* _Directions for this task_:
Please give the data again in full, exactly as it reads.

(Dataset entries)
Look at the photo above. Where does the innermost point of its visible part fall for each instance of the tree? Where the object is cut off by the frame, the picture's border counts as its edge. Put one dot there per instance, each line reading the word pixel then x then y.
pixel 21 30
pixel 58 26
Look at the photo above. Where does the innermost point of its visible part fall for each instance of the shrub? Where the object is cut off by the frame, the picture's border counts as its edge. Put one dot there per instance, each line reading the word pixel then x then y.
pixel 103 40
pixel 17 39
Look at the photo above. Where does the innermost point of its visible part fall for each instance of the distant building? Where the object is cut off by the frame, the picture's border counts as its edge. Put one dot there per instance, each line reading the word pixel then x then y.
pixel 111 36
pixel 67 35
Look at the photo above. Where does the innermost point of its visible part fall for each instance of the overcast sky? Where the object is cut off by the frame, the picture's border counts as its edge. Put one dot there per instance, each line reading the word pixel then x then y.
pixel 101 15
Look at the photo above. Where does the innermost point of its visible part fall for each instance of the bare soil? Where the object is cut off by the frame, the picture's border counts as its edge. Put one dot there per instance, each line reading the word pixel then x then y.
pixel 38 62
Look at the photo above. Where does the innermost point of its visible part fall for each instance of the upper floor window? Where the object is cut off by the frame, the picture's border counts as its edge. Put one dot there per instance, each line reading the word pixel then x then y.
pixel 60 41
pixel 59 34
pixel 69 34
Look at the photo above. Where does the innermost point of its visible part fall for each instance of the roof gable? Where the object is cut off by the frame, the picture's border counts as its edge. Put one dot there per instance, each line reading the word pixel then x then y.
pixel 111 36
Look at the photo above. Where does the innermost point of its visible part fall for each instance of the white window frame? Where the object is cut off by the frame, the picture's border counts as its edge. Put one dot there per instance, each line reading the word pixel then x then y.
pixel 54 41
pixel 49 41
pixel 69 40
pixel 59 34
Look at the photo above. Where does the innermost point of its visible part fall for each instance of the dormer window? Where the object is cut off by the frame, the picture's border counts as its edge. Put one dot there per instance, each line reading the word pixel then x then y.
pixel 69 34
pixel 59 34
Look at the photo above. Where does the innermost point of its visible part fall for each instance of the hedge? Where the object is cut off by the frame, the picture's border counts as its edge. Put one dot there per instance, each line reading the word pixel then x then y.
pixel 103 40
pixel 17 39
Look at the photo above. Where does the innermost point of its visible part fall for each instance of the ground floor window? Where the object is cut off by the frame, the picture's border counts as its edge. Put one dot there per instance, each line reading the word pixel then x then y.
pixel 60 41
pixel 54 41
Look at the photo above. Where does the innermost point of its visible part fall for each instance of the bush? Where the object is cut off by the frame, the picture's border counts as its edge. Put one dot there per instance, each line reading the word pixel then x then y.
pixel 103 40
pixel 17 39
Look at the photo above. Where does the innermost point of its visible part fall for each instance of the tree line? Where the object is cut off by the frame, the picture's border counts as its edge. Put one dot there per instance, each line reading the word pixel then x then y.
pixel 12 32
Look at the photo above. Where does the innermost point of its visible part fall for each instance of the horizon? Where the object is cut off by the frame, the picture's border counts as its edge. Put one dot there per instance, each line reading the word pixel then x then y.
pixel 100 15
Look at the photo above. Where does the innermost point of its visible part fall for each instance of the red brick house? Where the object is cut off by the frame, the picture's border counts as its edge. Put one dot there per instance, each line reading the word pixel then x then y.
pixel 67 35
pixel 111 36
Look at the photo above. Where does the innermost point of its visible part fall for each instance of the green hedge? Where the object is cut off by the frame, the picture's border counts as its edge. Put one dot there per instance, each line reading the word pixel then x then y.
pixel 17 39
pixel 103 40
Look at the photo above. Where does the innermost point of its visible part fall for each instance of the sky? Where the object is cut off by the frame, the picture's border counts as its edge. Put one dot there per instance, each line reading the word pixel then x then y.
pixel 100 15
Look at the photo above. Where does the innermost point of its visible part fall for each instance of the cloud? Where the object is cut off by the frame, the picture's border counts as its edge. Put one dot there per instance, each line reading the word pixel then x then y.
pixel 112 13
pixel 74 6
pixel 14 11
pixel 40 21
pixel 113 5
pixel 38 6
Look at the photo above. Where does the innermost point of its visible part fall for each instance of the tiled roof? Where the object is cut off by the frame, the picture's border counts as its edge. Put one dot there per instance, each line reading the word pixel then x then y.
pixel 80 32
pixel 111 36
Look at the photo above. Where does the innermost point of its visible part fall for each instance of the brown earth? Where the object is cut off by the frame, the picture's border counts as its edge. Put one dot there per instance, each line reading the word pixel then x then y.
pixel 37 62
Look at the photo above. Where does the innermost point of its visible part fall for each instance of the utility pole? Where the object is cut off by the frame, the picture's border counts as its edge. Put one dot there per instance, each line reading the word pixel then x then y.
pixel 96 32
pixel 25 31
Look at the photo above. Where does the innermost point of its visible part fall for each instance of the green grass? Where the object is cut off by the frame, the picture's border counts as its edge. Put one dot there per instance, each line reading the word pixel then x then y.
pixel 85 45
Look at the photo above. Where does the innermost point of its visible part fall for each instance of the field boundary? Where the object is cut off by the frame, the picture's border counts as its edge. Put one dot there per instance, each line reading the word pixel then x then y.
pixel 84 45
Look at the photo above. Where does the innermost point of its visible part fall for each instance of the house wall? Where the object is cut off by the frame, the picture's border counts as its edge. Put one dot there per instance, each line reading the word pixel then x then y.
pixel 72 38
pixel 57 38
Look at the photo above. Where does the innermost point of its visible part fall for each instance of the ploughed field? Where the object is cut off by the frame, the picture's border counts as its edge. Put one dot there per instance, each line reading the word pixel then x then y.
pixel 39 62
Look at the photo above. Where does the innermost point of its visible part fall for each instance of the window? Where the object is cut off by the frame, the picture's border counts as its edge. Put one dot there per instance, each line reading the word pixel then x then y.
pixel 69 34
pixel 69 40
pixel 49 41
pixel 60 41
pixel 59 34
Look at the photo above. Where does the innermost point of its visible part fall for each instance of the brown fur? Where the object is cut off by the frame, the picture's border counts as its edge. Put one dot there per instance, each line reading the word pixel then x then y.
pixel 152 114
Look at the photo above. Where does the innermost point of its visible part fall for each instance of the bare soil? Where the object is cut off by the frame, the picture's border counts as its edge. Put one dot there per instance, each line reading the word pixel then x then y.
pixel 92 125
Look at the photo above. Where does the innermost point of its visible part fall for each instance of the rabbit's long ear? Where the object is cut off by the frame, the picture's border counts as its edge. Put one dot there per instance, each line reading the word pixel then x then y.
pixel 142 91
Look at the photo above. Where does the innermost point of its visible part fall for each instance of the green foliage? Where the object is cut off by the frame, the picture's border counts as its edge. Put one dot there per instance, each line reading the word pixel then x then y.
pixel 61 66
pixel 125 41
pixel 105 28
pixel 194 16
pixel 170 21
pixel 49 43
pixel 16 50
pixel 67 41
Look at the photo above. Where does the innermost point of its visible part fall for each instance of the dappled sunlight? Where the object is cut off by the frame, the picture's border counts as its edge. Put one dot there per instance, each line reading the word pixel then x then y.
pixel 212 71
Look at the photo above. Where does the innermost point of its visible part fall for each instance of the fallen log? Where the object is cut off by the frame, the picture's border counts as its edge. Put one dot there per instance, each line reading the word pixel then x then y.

* _Solved exercise_:
Look at the photo above. Where does the innermost point of its visible part fall for each instance of the tree? Where the object is cut off by the frame, the picture's border counts as its edge. Put one dot there per instance, each line reading the word pixel then x then y.
pixel 21 30
pixel 58 26
Look at the photo above. Where does the innermost point of its visible part fall for each instance of the shrub? Where the object is cut off by the frame, the picture's border counts as its edge. Put one dot there per instance, each line reading the word pixel then x then y.
pixel 103 40
pixel 17 39
Look at the photo above. Where does the innermost point of its visible part fall for each instance of the distant building? Where the object is cut off by the frame, the picture's border counts as its edge. Put one dot there per instance, each line reading the word pixel then x then y.
pixel 111 36
pixel 67 35
Look at the photo above. Where does the innermost point of its visible part fall for each instance of the overcast sky? Where the object is cut off by the frame, the picture's border counts as its edge. Put one dot there per instance, each line reading the word pixel then x then y.
pixel 101 15
Look at the photo above. Where does the innermost point of its visible part fall for each instance of the bare soil? Where the object is cut off by the frame, the picture's border counts as its edge. Put one dot there per instance, each line reading the word pixel then x then y.
pixel 38 62
Look at the photo above. Where does the innermost point of its visible part fall for each instance of the upper floor window? Where the object is cut off by the frame, the picture's border counts as its edge. Put one dot there per instance, each line reading the word pixel then x then y.
pixel 60 41
pixel 59 34
pixel 69 34
Look at the photo above. Where does the innermost point of its visible part fall for each instance of the roof gable? Where the object is cut off by the frame, the picture's border counts as its edge. Put one dot there per instance, each line reading the word pixel then x then y.
pixel 111 36
Look at the photo above. Where does the innermost point of its visible part fall for each instance of the white window frame? Where the object is cut off by the frame, the picture's border counts as its edge. Put one dot there per instance, each line reading the word pixel then x then y.
pixel 54 41
pixel 49 41
pixel 69 40
pixel 59 34
Look at the photo above. Where does the innermost point of its visible part fall for each instance of the dormer window? Where the object is cut off by the frame, the picture's border counts as its edge. Put one dot there per instance, each line reading the word pixel then x then y.
pixel 69 34
pixel 59 34
Look at the photo above. Where does the innermost point of its visible part fall for each instance of the hedge? Where the object is cut off by the frame, the picture's border counts as its edge. Put one dot there per instance, each line reading the word pixel then x then y.
pixel 103 40
pixel 17 39
Look at the photo above. Where does the innermost point of its visible part fall for each instance of the ground floor window? Where the object is cut off by the frame, the picture's border counts as its edge. Put one dot there per instance, each line reading the word pixel then x then y.
pixel 60 41
pixel 54 41
Look at the photo above. Where does the innermost point of its visible part fall for each instance of the bush? Where the object is cut off by the frame, the picture's border counts as its edge. Put one dot there per instance, each line reading the word pixel then x then y.
pixel 103 40
pixel 17 39
Look at the photo above. Where does the innermost point of its visible part fall for each instance of the tree line? Where the object is cut off by the frame, the picture's border counts as its edge. Put one dot there per instance, each line reading the word pixel then x then y.
pixel 12 32
Look at the photo above. Where does the innermost point of its visible part fall for each instance of the horizon? Where the object is cut off by the frame, the picture's border counts as its edge. Put one dot there per instance, each line reading the word pixel then x then y.
pixel 100 15
Look at the photo above. Where does the innermost point of its visible part fall for each instance of the red brick house? Where the object is cut off by the frame, the picture's border counts as its edge. Put one dot there per instance, each line reading the word pixel then x then y.
pixel 67 35
pixel 111 36
Look at the photo above. Where does the innermost point of its visible part fall for each instance of the green hedge? Where the object is cut off by the frame, the picture's border counts as its edge. Put one dot there per instance, each line reading the word pixel then x then y.
pixel 17 39
pixel 103 40
Look at the photo above. Where does the innermost point of its visible part fall for each instance of the sky? Where the object is cut off by the frame, the picture's border counts as its edge. Put one dot there per instance, each line reading the word pixel then x then y.
pixel 100 15
Look at the photo above. Where does the innermost point of its visible part fall for each instance of the cloud? Where the object is cut off by the frame, the picture's border counts as its edge. Put one dot there per instance, each line reading the word pixel then x then y.
pixel 112 13
pixel 74 6
pixel 14 11
pixel 40 21
pixel 113 5
pixel 38 6
Look at the photo above. Where does the innermost point of its visible part fall for each instance of the tiled roof? Where the object is cut off by the frame, the picture's border counts as its edge. Put one dot there per instance, each line reading the word pixel then x then y.
pixel 80 32
pixel 111 36
Look at the photo above. Where does the innermost point of its visible part fall for each instance of the brown earth? Where the object is cut off by the frame, the picture's border counts as its edge. Put one dot there per instance, each line reading the word pixel then x then y.
pixel 37 62
Look at the photo above. Where does the innermost point of its visible part fall for each instance of the utility pole? Where the object is cut off by the frame, the picture's border counts as its edge. Put one dot there per instance, each line reading the word pixel then x then y.
pixel 96 32
pixel 25 31
Look at the photo above. Where does the innermost point of its visible part fall for each instance of the green grass? Where the object is cut off by the frame, the picture's border counts as its edge. Put one dot there per instance, each line reading the word pixel then x then y.
pixel 85 45
Look at the photo above. Where does the innermost point of its visible part fall for each instance of the field boundary? Where the object is cut off by the frame, the picture's border counts as its edge. Put one dot there per instance, each line reading the word pixel then x then y.
pixel 84 45
Look at the photo above. Where does the innermost point of its visible part fall for each instance of the house wall? Where the object is cut off by the frame, the picture's border counts as its edge. Put one dot there per instance, each line reading the word pixel then x then y.
pixel 72 38
pixel 57 38
Look at the photo above. Where does the innermost point of its visible part fall for each instance of the ploughed field? Where the object is cut off by the frame, the picture's border counts as its edge. Put one dot there per instance, each line reading the word pixel then x then y.
pixel 39 62
Look at the photo above. Where does the innermost point of its visible part fall for each instance of the window? Where the object is cut off by the frame, the picture's border counts as its edge. Put one dot there per instance, each line reading the word pixel then x then y.
pixel 69 34
pixel 69 40
pixel 49 41
pixel 60 41
pixel 59 34
Look at the photo above. Where does the innermost point of its visible part fall for each instance of the brown fur? Where the object is cut off by the frame, the picture's border counts as its edge. Put one dot there per instance, each line reading the word pixel then x then y.
pixel 152 114
Look at the photo above. Where does the innermost point of its visible part fall for each instance of the bare soil? Where the object is cut off by the frame, the picture's border counts as its edge. Put one dot there per instance, each line reading the word pixel then x then y.
pixel 92 125
Look at the photo above. Where does the innermost point of its visible part fall for each instance of the rabbit's long ear? Where the object is cut off by the frame, the picture's border counts as its edge. Put one dot there per instance, each line reading the word pixel then x then y.
pixel 142 91
Look at the photo above. Where does the innermost point of its visible part fall for each instance of the green foliage? Where the object is cut off by the frame, the picture's border counts as its edge. Put one dot there per instance, each line reading the word pixel then x then y.
pixel 61 66
pixel 125 41
pixel 105 28
pixel 194 16
pixel 170 21
pixel 49 43
pixel 16 50
pixel 67 41
Look at the photo above. Where does the innermost point of its visible part fall for each instance of the dappled sunlight? Where the object is cut off by the frame, the picture's border counts as its edge. Put one dot there per instance, each line reading the word pixel then x then y.
pixel 212 71
Look at the photo above. Where does the innermost point of its visible part fall for each instance of the fallen log? Where the object is cut off by the frame, the picture's border counts as its edge. Put one dot there per instance, each line reading the word pixel then x then y.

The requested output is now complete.